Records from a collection
□ □ □ □
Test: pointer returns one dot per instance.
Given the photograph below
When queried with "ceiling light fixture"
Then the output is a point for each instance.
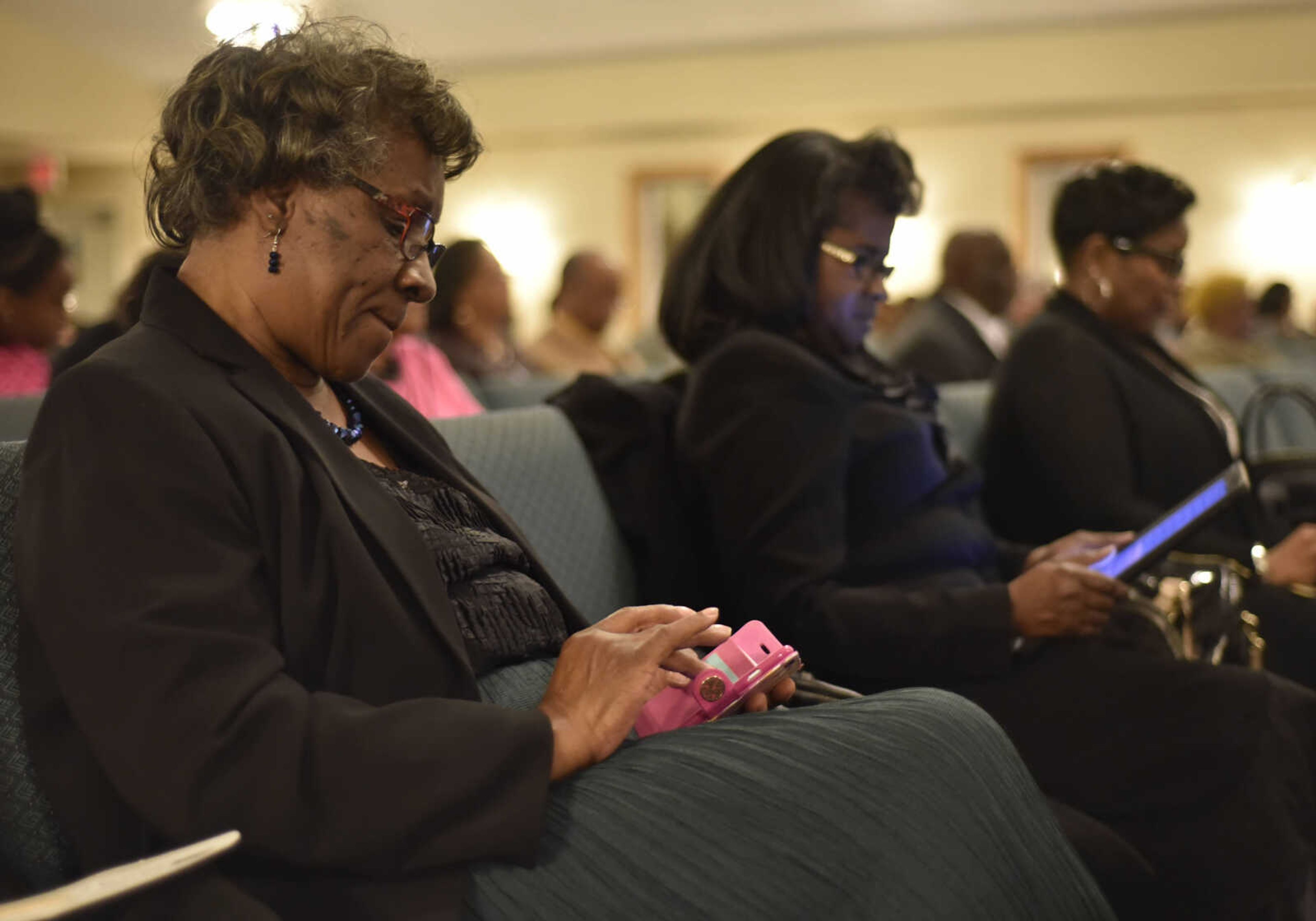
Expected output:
(252, 23)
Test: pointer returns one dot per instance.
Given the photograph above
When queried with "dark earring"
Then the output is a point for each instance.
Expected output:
(274, 253)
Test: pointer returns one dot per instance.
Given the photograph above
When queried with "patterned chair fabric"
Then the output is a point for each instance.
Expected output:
(555, 499)
(31, 845)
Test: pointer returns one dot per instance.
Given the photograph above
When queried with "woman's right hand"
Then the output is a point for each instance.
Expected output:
(609, 672)
(1293, 561)
(1064, 599)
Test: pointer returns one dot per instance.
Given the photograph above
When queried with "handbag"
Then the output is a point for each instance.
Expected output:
(1193, 604)
(1283, 479)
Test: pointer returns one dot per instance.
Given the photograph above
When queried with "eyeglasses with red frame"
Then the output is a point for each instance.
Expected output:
(418, 233)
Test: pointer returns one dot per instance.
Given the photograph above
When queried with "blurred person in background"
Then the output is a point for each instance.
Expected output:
(36, 283)
(420, 371)
(1222, 326)
(1095, 423)
(127, 311)
(962, 333)
(261, 592)
(470, 318)
(582, 310)
(833, 512)
(1276, 326)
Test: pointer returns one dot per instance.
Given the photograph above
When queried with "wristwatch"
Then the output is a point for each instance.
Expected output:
(1260, 561)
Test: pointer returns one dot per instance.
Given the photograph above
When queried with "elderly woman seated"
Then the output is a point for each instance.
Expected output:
(260, 592)
(838, 516)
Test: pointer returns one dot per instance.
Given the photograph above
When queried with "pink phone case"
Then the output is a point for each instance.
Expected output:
(749, 661)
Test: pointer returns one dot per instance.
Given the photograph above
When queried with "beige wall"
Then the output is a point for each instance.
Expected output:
(56, 95)
(1227, 102)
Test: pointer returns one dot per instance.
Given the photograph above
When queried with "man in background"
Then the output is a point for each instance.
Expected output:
(581, 312)
(962, 333)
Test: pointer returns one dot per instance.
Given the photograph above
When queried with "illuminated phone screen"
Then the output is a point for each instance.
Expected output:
(1159, 536)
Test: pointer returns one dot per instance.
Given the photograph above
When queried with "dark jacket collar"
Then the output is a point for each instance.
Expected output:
(1069, 308)
(177, 310)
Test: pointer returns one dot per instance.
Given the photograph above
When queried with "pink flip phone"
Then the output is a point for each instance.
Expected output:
(752, 660)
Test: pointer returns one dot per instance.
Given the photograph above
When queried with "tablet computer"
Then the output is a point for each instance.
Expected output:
(1174, 526)
(116, 882)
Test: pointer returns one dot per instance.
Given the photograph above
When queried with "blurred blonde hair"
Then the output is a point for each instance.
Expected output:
(1215, 295)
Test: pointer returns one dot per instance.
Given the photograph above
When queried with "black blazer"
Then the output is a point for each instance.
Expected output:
(836, 519)
(1085, 432)
(230, 624)
(943, 346)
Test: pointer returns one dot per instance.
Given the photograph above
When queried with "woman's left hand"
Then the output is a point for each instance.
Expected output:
(781, 692)
(1080, 544)
(689, 664)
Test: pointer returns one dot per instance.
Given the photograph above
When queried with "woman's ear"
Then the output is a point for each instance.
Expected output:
(273, 208)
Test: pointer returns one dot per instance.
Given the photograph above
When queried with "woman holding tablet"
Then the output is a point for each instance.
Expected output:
(833, 514)
(1094, 423)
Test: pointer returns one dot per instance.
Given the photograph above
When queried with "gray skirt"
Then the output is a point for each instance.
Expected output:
(910, 805)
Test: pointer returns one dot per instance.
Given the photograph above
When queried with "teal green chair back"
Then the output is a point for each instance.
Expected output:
(534, 464)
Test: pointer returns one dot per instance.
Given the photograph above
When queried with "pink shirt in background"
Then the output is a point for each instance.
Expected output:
(427, 381)
(23, 370)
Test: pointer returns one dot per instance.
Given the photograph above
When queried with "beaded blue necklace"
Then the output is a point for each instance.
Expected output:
(356, 428)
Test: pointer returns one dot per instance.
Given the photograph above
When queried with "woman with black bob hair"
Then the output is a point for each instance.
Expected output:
(35, 282)
(1152, 432)
(835, 514)
(276, 602)
(470, 318)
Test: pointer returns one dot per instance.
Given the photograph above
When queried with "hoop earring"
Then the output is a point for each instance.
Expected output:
(276, 260)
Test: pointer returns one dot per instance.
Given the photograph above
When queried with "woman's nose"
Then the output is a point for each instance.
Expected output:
(418, 281)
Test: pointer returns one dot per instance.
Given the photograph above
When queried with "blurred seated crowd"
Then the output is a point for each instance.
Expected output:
(293, 603)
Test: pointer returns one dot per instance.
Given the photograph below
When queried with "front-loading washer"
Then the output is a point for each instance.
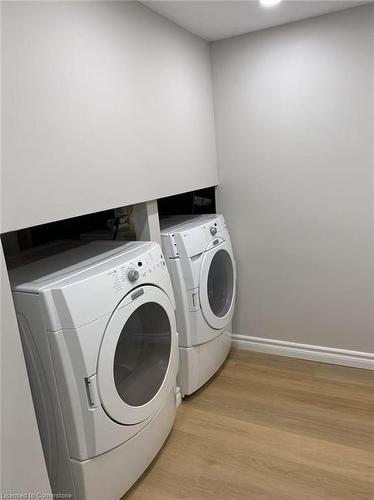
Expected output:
(99, 335)
(202, 267)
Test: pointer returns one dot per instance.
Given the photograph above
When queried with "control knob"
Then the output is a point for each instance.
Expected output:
(133, 275)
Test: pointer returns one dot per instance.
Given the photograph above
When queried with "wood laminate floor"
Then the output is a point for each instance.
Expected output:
(270, 428)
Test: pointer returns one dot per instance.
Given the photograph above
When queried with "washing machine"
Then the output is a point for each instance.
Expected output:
(99, 334)
(201, 263)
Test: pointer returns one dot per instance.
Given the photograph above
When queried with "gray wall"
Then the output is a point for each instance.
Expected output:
(104, 104)
(23, 468)
(294, 122)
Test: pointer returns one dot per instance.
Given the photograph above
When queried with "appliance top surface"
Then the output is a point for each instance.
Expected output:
(178, 223)
(84, 258)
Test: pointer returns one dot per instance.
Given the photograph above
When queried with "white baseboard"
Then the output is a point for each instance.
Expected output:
(304, 351)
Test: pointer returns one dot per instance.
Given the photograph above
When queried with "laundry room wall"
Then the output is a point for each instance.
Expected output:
(294, 121)
(104, 104)
(23, 468)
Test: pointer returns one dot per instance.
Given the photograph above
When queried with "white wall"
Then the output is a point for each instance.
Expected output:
(23, 468)
(294, 121)
(104, 104)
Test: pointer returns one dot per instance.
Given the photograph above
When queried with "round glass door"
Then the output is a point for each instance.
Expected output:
(142, 354)
(138, 359)
(220, 283)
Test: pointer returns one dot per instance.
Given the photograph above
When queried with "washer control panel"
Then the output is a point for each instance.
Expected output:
(147, 267)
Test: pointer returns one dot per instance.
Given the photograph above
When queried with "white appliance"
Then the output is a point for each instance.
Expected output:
(202, 267)
(100, 340)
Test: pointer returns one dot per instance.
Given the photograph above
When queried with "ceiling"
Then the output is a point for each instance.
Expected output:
(214, 20)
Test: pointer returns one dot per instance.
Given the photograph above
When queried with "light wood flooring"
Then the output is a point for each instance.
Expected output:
(270, 428)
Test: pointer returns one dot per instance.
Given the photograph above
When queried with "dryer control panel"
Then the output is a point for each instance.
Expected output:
(144, 268)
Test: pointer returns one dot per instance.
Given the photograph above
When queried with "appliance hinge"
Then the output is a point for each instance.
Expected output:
(92, 392)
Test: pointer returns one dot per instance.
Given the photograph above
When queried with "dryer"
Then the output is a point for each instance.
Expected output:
(99, 334)
(201, 263)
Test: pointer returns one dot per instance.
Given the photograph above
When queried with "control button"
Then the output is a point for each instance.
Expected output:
(133, 275)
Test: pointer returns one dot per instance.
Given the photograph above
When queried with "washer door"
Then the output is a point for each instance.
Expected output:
(217, 286)
(138, 357)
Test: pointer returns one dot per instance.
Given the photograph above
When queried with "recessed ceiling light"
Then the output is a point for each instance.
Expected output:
(269, 3)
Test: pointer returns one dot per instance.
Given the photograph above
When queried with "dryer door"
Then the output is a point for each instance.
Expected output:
(138, 357)
(218, 286)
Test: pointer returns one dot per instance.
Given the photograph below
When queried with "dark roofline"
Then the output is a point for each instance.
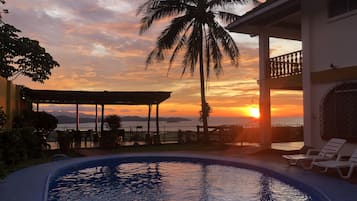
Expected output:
(260, 9)
(95, 97)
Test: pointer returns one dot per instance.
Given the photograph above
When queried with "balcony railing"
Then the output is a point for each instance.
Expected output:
(286, 65)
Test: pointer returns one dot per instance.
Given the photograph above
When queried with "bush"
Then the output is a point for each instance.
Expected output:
(3, 117)
(19, 144)
(114, 122)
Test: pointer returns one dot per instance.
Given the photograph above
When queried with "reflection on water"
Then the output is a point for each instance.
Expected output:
(171, 181)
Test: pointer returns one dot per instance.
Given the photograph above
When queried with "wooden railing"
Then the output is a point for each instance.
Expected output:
(286, 65)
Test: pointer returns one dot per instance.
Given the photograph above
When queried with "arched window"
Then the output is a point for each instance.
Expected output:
(339, 113)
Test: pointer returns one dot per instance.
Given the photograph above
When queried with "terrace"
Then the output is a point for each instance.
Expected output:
(285, 71)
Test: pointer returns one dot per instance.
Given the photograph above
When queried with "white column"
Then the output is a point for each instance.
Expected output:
(264, 92)
(306, 75)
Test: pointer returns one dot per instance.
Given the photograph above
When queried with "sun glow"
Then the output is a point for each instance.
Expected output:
(254, 112)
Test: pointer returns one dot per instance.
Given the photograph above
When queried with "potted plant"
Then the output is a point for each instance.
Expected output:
(3, 117)
(109, 139)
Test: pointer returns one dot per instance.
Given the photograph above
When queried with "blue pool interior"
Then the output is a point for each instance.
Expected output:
(32, 184)
(174, 178)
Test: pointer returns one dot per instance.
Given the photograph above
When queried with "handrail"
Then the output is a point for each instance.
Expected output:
(286, 65)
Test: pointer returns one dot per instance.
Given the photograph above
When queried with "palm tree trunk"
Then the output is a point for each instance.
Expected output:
(203, 96)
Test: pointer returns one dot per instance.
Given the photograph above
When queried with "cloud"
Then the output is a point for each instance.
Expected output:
(99, 48)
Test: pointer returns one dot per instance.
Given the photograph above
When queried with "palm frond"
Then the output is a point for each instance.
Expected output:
(171, 34)
(222, 3)
(226, 41)
(179, 45)
(216, 53)
(162, 10)
(228, 17)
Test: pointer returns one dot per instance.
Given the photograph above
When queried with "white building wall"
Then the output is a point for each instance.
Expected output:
(326, 41)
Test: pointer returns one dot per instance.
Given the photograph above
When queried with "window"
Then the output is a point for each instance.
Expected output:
(339, 7)
(339, 113)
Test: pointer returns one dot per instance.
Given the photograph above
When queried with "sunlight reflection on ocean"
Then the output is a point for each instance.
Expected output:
(189, 125)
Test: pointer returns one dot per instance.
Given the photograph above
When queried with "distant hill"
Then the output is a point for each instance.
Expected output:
(69, 118)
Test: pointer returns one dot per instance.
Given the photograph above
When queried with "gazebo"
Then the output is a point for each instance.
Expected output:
(96, 98)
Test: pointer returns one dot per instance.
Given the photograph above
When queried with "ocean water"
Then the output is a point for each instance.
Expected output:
(135, 126)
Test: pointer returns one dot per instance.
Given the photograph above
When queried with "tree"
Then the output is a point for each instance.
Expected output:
(194, 29)
(23, 56)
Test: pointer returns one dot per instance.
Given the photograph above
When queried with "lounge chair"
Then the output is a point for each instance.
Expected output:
(338, 164)
(328, 152)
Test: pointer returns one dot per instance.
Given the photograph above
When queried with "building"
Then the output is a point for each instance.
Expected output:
(325, 69)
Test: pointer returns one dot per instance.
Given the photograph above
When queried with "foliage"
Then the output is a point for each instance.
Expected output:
(19, 144)
(114, 121)
(195, 31)
(23, 56)
(44, 121)
(3, 117)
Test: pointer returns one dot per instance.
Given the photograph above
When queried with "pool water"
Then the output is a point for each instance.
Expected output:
(166, 180)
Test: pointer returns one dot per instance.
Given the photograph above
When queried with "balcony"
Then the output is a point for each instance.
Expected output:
(286, 65)
(286, 71)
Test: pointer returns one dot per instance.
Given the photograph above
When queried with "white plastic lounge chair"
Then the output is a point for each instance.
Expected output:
(328, 152)
(338, 164)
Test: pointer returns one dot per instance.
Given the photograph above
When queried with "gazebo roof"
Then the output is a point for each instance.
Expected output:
(279, 18)
(96, 97)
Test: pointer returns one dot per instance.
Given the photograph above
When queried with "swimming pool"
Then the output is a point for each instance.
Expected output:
(173, 178)
(31, 184)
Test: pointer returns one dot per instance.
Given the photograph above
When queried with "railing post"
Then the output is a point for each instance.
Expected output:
(286, 65)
□ □ □ □
## TASK TO CARRY OUT:
From the entries, copy out each line containing the word "ocean".

## THE ANSWER:
When queried with "sunlight reflection on ocean"
When queried with "ocean water"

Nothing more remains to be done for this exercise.